本文:
大きな存在感を示してラグビーファンをうならせた。相手にタックルをされないコース取り、間の取り方は、ルーキーながら絶妙にうまかった。

「WTBは『自分が抜ける』という型を持ったほうがいい。それもできれば(抜き方は)ひとつではなくふたつ、内側を抜くパターンと外側に抜くパターンを持つことが大事です」

【元木由記雄とのコンビネーション】

 その勢いのまま、増保は大学2年時に日本代表入りを果たす。そして1991年5月、アメリカ戦で初キャップを獲得。チーム最年少で1991年のラグビーワールドカップにも出場し、52-8で勝利したジンバブエ戦でトライも挙げた。

 大学を卒業し神戸製鋼に入社した増保は、順風満帆のラグビー人生を歩んでいた。4年後の1995年ワールドカップにも日本代表の主力として出場を果たす。しかし、ニュージーランド戦では17-145の歴史的な点差で惨敗。増保は戦犯のひとりに挙げられ、当時の心境は「どん底でした」と語っている。

 しかし増保は、そのままでは終わらなかった。

「これ以上のトレーニングはできないってくらいの準備を整えていった。本当の意味で『ワールドカップに出場した』と思えたのが1999年でした」

 大きな覚悟で臨んだ3大会目。

結果的に白星を挙げることはできず、日本代表は予選プール敗退となる。だが、増保は恩師・平尾誠二監督のチームで全力を出しきれたことに胸を張った。

課題 1: 増保についての本文で、日本代表の対戦相手として名前が出てくる国をすべて挙げよ。
課題 2: 増保についての本文を、最後の文のあとから書き継げ。
資料は本文とは別の出典から取ったものである。

データ抜粋:
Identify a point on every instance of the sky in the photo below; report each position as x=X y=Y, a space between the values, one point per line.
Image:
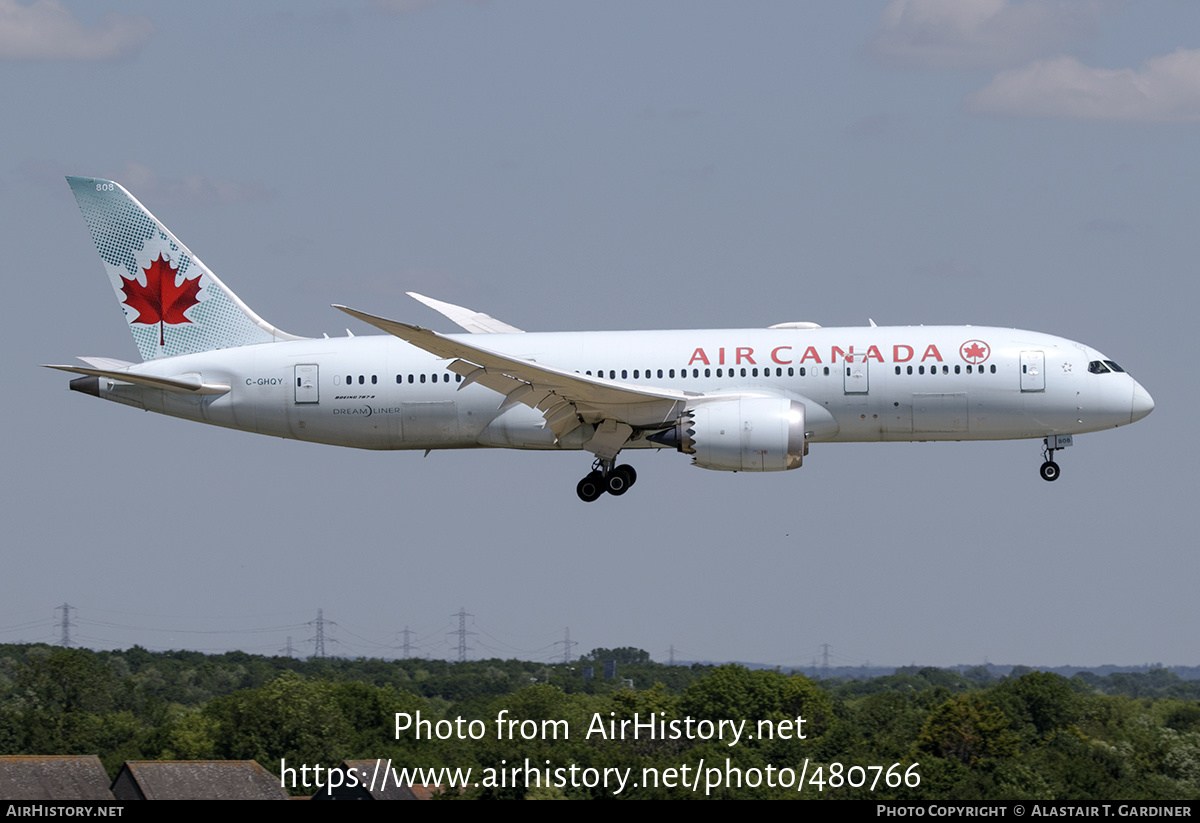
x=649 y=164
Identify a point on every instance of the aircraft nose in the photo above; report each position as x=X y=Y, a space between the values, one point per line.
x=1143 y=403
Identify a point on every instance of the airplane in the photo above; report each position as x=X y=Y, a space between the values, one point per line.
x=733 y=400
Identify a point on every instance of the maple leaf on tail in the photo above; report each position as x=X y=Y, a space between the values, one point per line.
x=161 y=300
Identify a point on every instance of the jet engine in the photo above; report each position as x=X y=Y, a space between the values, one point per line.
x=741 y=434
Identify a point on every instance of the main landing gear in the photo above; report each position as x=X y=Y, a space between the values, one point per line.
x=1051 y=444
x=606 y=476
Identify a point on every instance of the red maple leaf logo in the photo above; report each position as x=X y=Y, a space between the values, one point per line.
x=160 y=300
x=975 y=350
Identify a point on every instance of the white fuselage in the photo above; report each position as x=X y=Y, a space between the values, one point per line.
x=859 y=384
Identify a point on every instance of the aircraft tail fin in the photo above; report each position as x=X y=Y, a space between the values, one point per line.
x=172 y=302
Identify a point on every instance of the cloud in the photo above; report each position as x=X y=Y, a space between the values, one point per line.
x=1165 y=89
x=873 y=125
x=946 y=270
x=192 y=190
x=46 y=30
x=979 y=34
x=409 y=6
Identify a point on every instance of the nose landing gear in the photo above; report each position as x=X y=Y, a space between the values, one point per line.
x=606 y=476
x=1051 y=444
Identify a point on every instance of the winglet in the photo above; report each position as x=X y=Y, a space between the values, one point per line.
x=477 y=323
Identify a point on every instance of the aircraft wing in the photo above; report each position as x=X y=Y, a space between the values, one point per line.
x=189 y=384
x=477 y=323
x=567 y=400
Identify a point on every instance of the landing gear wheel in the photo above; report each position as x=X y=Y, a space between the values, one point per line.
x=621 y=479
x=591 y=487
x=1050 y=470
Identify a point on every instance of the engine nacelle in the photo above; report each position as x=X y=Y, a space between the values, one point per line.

解答 1: アメリカ、ジンバブエ、ニュージーランドの三か国である。

解答 2:
「日本代表でのベストトライは?」と質問したことがある。すると増保は、1998年10月に行なわれたワールドカップ予選での韓国戦と香港戦のトライを挙げた。両トライともCTB元木由記雄のパスからだったという。

「(元木と)何のコミュニケーションも取らなかったのに、阿吽の呼吸でトライできた。自分ひとりじゃなくて、連動性というか......なんとなく雰囲気で取れたトライで、すごくよかったですね」

 元木とのコンビネーションは、ともに長年プレーした神戸製鋼で培われたものだ。明治大の元木とは同い年で、大学ラグビーの頂点を競い続けた長年のライバル。1994年、ふたりは揃って深紅のジャージーに腕を通し、いきなりポジションを掴んで神戸製鋼のV7達成(1988年度~1994年度)に貢献した。

 しかし7連覇の2日後、予想外の出来事が襲う。阪神・淡路大震災だ。

 増保は当時を振り返る。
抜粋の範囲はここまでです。